Parts of the exercise:
1. In the passage on Canadian household debt and housing prices, what happened to the debt-to-disposable income ratio in the United States after the 2008 financial crisis?
2. Locate each line of the listing that includes the string "ground", and copy those lines. Matching is case-sensitive.

— start Supplied passage —

A Central Bank’s Dilemma: Should Monetary Policy Be Used To Curb A Housing Boom?

Canada is experiencing the twin monetary challenges. Household indebtedness is at an all -time high, while housing prices continue their relentless upward surge. The big challenge for the Bank of Canada is: can it use monetary tools to tackle the housing boom without causing collateral damage? Should monetary policy be used to bring housing prices back in line with long term trends?

Chart 1 maps the dramatic rise in Canadian household debt-to-disposable income ratio. In the United States, the ratio took a dramatic downturn after the 2008 financial crisis. Canadians , however, were not so inclined to de-lever ; in fact, we just continued to increase our debt ratio to new heights.

— end Supplied passage —
— start Records for the task —

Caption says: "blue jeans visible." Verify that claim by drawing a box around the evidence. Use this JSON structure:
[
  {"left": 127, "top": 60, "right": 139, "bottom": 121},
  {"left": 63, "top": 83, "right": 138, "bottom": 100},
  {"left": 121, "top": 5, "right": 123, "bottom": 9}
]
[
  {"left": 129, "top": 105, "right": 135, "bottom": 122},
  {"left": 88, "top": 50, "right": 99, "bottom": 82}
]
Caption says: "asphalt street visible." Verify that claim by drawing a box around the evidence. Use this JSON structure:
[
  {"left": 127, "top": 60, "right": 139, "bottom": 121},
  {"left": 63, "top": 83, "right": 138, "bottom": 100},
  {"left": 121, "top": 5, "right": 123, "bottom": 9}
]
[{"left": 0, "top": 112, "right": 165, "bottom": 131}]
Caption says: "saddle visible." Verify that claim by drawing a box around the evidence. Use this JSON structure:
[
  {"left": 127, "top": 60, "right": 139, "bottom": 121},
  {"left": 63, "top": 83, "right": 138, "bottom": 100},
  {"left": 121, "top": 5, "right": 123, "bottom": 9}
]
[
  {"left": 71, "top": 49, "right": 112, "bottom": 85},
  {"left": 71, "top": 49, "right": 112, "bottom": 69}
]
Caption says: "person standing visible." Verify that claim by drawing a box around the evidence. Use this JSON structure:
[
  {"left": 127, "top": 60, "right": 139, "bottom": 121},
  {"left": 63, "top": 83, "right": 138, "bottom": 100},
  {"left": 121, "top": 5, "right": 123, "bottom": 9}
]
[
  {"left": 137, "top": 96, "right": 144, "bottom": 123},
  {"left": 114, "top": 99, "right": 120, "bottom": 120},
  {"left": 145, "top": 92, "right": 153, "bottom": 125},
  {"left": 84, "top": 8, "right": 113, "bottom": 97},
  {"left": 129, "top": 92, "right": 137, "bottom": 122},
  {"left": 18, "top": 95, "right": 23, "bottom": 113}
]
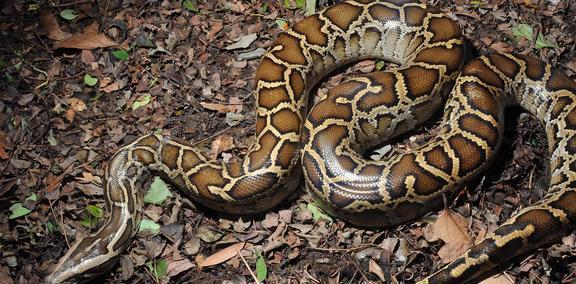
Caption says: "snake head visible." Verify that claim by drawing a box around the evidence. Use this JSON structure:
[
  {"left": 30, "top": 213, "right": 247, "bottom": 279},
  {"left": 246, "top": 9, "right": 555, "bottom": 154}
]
[{"left": 45, "top": 233, "right": 118, "bottom": 284}]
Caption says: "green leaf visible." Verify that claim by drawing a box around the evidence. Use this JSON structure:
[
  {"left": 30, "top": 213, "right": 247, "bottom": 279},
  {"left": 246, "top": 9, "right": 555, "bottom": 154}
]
[
  {"left": 226, "top": 112, "right": 245, "bottom": 126},
  {"left": 132, "top": 94, "right": 152, "bottom": 110},
  {"left": 112, "top": 49, "right": 129, "bottom": 61},
  {"left": 60, "top": 9, "right": 78, "bottom": 21},
  {"left": 24, "top": 193, "right": 38, "bottom": 201},
  {"left": 138, "top": 219, "right": 160, "bottom": 235},
  {"left": 46, "top": 222, "right": 58, "bottom": 234},
  {"left": 534, "top": 33, "right": 558, "bottom": 49},
  {"left": 144, "top": 177, "right": 172, "bottom": 205},
  {"left": 284, "top": 0, "right": 306, "bottom": 10},
  {"left": 275, "top": 19, "right": 288, "bottom": 31},
  {"left": 304, "top": 0, "right": 316, "bottom": 16},
  {"left": 84, "top": 73, "right": 98, "bottom": 87},
  {"left": 182, "top": 0, "right": 198, "bottom": 12},
  {"left": 512, "top": 24, "right": 534, "bottom": 41},
  {"left": 306, "top": 203, "right": 332, "bottom": 223},
  {"left": 84, "top": 205, "right": 104, "bottom": 219},
  {"left": 8, "top": 202, "right": 32, "bottom": 219},
  {"left": 146, "top": 259, "right": 168, "bottom": 279},
  {"left": 80, "top": 205, "right": 104, "bottom": 229},
  {"left": 256, "top": 251, "right": 268, "bottom": 282}
]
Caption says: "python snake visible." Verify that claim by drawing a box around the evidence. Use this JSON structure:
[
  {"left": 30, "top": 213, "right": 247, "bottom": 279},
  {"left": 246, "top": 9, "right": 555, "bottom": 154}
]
[{"left": 47, "top": 0, "right": 576, "bottom": 283}]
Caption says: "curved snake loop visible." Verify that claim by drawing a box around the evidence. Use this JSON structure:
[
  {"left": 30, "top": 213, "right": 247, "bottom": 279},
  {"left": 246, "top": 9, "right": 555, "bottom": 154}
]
[{"left": 47, "top": 0, "right": 576, "bottom": 283}]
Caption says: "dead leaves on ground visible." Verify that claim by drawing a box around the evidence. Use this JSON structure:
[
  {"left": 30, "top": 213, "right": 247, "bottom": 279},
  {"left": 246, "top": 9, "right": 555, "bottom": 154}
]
[
  {"left": 0, "top": 0, "right": 576, "bottom": 283},
  {"left": 426, "top": 209, "right": 474, "bottom": 263}
]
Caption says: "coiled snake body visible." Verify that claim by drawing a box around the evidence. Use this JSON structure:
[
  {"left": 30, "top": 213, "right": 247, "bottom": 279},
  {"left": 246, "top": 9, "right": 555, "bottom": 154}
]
[{"left": 47, "top": 0, "right": 576, "bottom": 283}]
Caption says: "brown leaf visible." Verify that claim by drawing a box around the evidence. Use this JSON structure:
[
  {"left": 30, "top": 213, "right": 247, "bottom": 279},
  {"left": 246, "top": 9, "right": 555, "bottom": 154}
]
[
  {"left": 68, "top": 98, "right": 86, "bottom": 112},
  {"left": 200, "top": 102, "right": 242, "bottom": 113},
  {"left": 198, "top": 242, "right": 246, "bottom": 269},
  {"left": 64, "top": 108, "right": 76, "bottom": 122},
  {"left": 206, "top": 21, "right": 224, "bottom": 41},
  {"left": 80, "top": 50, "right": 96, "bottom": 65},
  {"left": 479, "top": 274, "right": 514, "bottom": 284},
  {"left": 0, "top": 131, "right": 10, "bottom": 160},
  {"left": 368, "top": 258, "right": 386, "bottom": 282},
  {"left": 426, "top": 210, "right": 472, "bottom": 263},
  {"left": 54, "top": 23, "right": 118, "bottom": 49},
  {"left": 210, "top": 135, "right": 234, "bottom": 159},
  {"left": 40, "top": 9, "right": 72, "bottom": 41},
  {"left": 167, "top": 258, "right": 196, "bottom": 277}
]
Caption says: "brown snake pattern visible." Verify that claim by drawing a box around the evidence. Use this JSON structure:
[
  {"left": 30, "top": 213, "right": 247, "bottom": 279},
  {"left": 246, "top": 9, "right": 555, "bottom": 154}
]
[{"left": 47, "top": 0, "right": 576, "bottom": 283}]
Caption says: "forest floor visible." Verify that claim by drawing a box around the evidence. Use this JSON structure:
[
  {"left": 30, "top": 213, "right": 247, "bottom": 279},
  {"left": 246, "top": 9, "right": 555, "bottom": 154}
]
[{"left": 0, "top": 0, "right": 576, "bottom": 283}]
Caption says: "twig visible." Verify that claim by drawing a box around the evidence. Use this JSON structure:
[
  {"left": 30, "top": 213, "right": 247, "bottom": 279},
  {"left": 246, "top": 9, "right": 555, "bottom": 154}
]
[
  {"left": 310, "top": 244, "right": 378, "bottom": 253},
  {"left": 50, "top": 0, "right": 92, "bottom": 8},
  {"left": 192, "top": 126, "right": 233, "bottom": 146},
  {"left": 234, "top": 247, "right": 260, "bottom": 284},
  {"left": 343, "top": 255, "right": 372, "bottom": 283},
  {"left": 48, "top": 199, "right": 70, "bottom": 249}
]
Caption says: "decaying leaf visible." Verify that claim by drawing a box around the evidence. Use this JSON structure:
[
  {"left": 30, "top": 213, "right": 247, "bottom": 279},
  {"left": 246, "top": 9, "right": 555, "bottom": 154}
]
[
  {"left": 479, "top": 274, "right": 514, "bottom": 284},
  {"left": 210, "top": 135, "right": 234, "bottom": 159},
  {"left": 54, "top": 23, "right": 118, "bottom": 49},
  {"left": 426, "top": 209, "right": 473, "bottom": 263},
  {"left": 198, "top": 242, "right": 246, "bottom": 268},
  {"left": 40, "top": 9, "right": 72, "bottom": 41}
]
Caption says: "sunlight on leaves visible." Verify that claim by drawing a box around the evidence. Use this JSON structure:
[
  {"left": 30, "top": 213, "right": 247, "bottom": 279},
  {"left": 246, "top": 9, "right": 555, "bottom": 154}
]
[
  {"left": 132, "top": 94, "right": 152, "bottom": 110},
  {"left": 8, "top": 202, "right": 32, "bottom": 219},
  {"left": 307, "top": 203, "right": 333, "bottom": 223},
  {"left": 256, "top": 251, "right": 268, "bottom": 281},
  {"left": 84, "top": 74, "right": 98, "bottom": 87},
  {"left": 60, "top": 9, "right": 78, "bottom": 21},
  {"left": 138, "top": 219, "right": 160, "bottom": 235}
]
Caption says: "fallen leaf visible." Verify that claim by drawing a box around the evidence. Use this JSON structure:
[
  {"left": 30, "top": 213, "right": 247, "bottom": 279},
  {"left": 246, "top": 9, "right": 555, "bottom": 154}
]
[
  {"left": 426, "top": 210, "right": 472, "bottom": 263},
  {"left": 479, "top": 274, "right": 514, "bottom": 284},
  {"left": 210, "top": 135, "right": 234, "bottom": 159},
  {"left": 224, "top": 33, "right": 258, "bottom": 50},
  {"left": 0, "top": 131, "right": 10, "bottom": 160},
  {"left": 368, "top": 258, "right": 386, "bottom": 282},
  {"left": 54, "top": 23, "right": 118, "bottom": 49},
  {"left": 40, "top": 10, "right": 72, "bottom": 41},
  {"left": 206, "top": 21, "right": 224, "bottom": 41},
  {"left": 167, "top": 258, "right": 196, "bottom": 277},
  {"left": 198, "top": 242, "right": 246, "bottom": 269},
  {"left": 68, "top": 98, "right": 86, "bottom": 112},
  {"left": 200, "top": 102, "right": 242, "bottom": 113}
]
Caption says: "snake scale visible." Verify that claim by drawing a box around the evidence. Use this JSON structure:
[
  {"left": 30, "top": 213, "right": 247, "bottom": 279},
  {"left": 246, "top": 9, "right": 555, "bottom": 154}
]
[{"left": 47, "top": 0, "right": 576, "bottom": 283}]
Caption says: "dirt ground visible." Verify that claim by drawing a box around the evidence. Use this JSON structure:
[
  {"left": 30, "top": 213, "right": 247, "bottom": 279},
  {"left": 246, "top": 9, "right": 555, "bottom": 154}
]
[{"left": 0, "top": 0, "right": 576, "bottom": 283}]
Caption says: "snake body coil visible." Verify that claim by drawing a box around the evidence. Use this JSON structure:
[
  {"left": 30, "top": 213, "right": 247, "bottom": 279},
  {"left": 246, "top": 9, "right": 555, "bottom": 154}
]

— end Records for the task —

Solutions in order:
1. It took a dramatic downturn.

2.
Caption says: "dead leaves on ground visible." Verify that claim by drawing a box around the evidence. Use this JSON structure:
Caption says: "dirt ground visible." Verify that claim by drawing a box around the evidence. Use this JSON structure:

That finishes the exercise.